Supplied text:
:::::

Markus Braun, the now-former chief executive of Wirecard, has been arrested amid an investigation into the company's missing funds, the Munich public prosecutor's office confirms.

Prosecutors said Braun turned himself in on Monday evening and will appear before a judge later in the day who will decide on whether he will remain in custody.

The businessman resigned on Friday as the search for the vanished cash – $2.1 billion, or a quarter of Wirecard's total balance sheet – hit a dead end in the Philippines. The country's central bank said none of the money appeared to have entered its financial system, and auditors Ernst & Young refused to approve Wirecard's 2019 accounts.

Braun suggested, before resigning, that the payments firm may have been the victim of fraud, but prosecutors suspect that he overstated the balance sheet and revenues to lure in investors and customers.

:::::

Write the next few sentences of the Wirecard report, picking up after its final sentence. The entries that follow come from a separate source unrelated to the Wirecard report.

:::::

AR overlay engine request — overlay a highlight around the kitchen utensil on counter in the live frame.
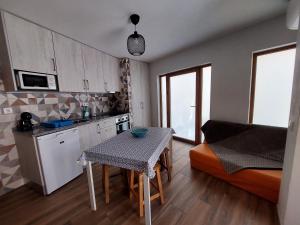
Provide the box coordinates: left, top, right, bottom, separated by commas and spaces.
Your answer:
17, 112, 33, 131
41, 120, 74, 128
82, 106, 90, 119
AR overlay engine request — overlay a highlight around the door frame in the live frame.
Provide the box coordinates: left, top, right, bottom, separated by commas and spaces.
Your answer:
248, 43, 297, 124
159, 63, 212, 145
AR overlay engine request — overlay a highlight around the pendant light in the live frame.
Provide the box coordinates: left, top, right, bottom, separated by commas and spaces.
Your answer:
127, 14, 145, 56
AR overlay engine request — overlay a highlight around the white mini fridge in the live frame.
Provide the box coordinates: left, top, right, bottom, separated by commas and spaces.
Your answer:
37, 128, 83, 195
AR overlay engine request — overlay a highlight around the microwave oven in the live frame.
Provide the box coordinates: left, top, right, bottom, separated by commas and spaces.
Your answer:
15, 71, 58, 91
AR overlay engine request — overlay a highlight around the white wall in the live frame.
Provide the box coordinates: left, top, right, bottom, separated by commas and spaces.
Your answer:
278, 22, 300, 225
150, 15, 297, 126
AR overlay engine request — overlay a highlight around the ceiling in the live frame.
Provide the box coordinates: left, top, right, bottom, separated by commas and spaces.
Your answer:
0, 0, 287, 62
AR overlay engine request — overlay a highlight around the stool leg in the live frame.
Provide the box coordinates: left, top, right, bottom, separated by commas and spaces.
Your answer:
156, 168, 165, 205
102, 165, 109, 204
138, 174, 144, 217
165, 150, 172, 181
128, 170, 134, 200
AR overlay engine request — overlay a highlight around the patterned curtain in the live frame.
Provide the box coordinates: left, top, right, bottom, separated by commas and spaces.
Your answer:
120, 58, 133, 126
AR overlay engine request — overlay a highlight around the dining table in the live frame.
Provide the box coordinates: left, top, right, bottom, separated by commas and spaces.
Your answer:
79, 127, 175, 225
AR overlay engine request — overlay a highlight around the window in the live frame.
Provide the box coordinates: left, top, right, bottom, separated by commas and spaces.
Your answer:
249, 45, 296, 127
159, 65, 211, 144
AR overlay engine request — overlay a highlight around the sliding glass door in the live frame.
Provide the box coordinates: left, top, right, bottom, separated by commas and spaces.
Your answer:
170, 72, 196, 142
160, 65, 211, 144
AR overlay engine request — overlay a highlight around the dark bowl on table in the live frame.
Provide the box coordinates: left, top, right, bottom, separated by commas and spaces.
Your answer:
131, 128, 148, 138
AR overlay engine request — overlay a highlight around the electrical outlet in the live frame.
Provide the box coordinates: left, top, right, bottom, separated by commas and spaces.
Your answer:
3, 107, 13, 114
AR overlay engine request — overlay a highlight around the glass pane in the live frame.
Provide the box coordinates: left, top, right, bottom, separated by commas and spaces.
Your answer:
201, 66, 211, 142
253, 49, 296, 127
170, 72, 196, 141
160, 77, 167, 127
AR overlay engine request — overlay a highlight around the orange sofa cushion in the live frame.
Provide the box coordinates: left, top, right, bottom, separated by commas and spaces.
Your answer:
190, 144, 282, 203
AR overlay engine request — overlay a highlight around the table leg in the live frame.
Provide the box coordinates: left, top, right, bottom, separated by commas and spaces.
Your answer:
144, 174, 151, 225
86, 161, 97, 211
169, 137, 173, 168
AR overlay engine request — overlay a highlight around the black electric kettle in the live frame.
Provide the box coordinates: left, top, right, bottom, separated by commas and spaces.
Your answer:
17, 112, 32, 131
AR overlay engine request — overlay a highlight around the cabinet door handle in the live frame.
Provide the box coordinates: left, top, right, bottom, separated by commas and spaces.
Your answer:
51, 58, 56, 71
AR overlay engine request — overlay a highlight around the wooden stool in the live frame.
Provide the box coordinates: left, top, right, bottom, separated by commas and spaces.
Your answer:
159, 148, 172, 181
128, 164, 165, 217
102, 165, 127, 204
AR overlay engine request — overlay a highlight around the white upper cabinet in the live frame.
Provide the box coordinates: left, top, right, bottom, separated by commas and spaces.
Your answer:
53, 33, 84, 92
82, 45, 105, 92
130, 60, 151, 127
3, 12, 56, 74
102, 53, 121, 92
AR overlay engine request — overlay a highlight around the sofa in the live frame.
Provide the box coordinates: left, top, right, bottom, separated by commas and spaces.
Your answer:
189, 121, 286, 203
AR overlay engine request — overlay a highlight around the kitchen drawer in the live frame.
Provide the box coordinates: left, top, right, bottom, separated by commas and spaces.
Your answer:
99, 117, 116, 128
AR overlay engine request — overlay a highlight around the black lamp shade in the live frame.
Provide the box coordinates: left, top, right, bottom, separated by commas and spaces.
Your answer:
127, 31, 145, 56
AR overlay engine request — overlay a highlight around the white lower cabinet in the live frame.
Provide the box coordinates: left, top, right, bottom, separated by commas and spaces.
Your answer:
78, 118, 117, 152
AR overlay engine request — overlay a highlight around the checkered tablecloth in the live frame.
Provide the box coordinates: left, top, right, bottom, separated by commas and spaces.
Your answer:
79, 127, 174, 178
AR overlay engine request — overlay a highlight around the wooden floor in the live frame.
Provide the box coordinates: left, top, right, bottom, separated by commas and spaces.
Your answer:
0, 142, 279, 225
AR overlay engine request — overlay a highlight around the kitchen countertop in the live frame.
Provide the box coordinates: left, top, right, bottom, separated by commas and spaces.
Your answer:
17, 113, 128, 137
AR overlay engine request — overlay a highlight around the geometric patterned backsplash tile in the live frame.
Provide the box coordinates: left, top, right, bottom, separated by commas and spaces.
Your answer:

:::::

Answer below:
The company said on Monday that the missing cash likely never existed, and withdrew its full-year 2019 financial results and first-quarter 2020 earnings report. The ongoing scandal has eliminated 85 percent of Wirecard's share value, or $12.5 billion in market value.

Wirecard, which processes payments for companies including Visa and Mastercard, was considered among the most promising European fintech firms, but its image was first dented by a 2019 report that it had used forged and backdated contracts for several suspicious transactions. The German-based firm at the time denied the allegations, but its shares slumped on the news.